====== Data under study

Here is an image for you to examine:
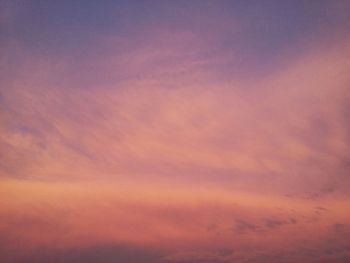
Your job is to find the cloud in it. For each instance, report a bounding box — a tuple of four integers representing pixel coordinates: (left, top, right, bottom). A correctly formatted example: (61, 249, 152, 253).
(1, 178, 349, 262)
(264, 218, 292, 229)
(2, 34, 350, 197)
(3, 245, 167, 263)
(1, 5, 350, 262)
(234, 219, 257, 232)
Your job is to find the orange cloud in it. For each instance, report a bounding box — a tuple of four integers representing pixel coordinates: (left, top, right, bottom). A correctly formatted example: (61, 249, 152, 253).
(1, 28, 350, 262)
(1, 178, 349, 262)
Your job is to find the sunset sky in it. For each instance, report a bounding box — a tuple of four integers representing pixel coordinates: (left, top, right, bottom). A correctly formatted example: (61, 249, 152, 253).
(1, 1, 350, 262)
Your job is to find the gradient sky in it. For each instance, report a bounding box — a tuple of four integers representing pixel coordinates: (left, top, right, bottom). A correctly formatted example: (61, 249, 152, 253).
(1, 1, 350, 263)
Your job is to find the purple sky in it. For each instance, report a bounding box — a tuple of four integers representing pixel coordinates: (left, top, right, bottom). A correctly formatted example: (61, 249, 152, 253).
(1, 1, 350, 262)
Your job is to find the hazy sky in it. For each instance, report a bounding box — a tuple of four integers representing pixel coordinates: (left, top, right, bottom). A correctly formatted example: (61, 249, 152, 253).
(1, 1, 350, 262)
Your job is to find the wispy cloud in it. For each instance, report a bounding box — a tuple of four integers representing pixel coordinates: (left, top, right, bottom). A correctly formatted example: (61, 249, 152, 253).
(1, 1, 350, 262)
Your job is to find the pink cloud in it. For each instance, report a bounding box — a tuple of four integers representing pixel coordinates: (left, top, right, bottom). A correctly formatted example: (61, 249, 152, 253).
(1, 25, 350, 262)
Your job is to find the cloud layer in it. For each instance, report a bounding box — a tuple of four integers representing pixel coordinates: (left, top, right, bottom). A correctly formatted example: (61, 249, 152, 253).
(1, 1, 350, 262)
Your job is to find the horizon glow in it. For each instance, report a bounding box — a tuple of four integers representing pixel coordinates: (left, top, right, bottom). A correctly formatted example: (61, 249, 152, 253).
(1, 1, 350, 262)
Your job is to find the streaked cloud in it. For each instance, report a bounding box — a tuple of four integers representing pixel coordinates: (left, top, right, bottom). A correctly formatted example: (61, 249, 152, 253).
(1, 1, 350, 262)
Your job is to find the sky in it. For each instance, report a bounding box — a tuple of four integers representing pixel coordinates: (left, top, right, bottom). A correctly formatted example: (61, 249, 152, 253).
(1, 1, 350, 262)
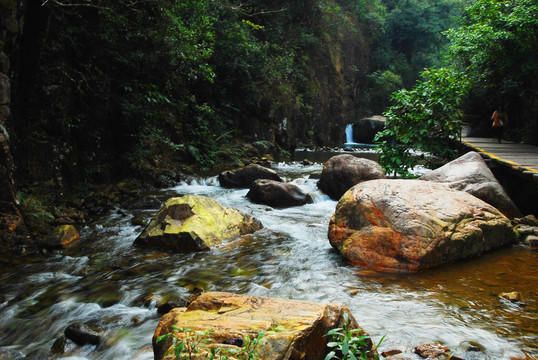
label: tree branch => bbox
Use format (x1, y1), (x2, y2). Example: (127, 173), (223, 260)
(214, 0), (287, 17)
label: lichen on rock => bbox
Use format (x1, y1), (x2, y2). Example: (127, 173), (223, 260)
(134, 195), (262, 252)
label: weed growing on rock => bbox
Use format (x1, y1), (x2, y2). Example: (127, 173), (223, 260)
(324, 313), (384, 360)
(156, 326), (264, 360)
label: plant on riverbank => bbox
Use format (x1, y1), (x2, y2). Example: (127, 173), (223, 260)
(156, 326), (264, 360)
(374, 67), (470, 177)
(16, 192), (55, 225)
(157, 326), (212, 359)
(324, 313), (384, 360)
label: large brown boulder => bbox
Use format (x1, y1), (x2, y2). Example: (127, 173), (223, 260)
(318, 154), (386, 200)
(420, 151), (521, 218)
(246, 179), (313, 207)
(328, 179), (517, 272)
(134, 195), (262, 252)
(153, 291), (377, 360)
(218, 164), (282, 188)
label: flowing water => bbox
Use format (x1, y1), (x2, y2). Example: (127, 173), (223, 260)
(0, 162), (537, 360)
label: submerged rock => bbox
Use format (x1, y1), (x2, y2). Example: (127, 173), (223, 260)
(218, 163), (282, 188)
(318, 154), (385, 200)
(153, 291), (378, 360)
(328, 179), (517, 272)
(134, 195), (262, 252)
(420, 151), (521, 218)
(246, 179), (313, 207)
(64, 323), (101, 346)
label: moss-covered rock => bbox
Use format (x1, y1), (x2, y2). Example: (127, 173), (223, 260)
(134, 195), (262, 252)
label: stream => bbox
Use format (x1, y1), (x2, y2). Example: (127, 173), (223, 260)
(0, 161), (536, 359)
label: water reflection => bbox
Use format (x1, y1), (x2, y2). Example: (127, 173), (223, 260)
(0, 162), (536, 359)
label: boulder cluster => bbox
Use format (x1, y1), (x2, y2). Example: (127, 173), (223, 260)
(125, 151), (528, 359)
(326, 151), (525, 272)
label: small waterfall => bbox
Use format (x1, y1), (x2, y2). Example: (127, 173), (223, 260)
(345, 123), (355, 144)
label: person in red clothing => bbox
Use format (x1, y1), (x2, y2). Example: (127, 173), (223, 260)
(491, 105), (508, 143)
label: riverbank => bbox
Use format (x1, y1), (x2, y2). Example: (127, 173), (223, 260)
(0, 161), (535, 359)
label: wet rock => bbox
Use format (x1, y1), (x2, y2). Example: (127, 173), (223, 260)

============

▶ **Instructions to follow**
If a line in the entries above contains the word "riverbank", copy it.

▶ **Task answer**
label: plant on riverbank => bbox
label: riverbank => bbox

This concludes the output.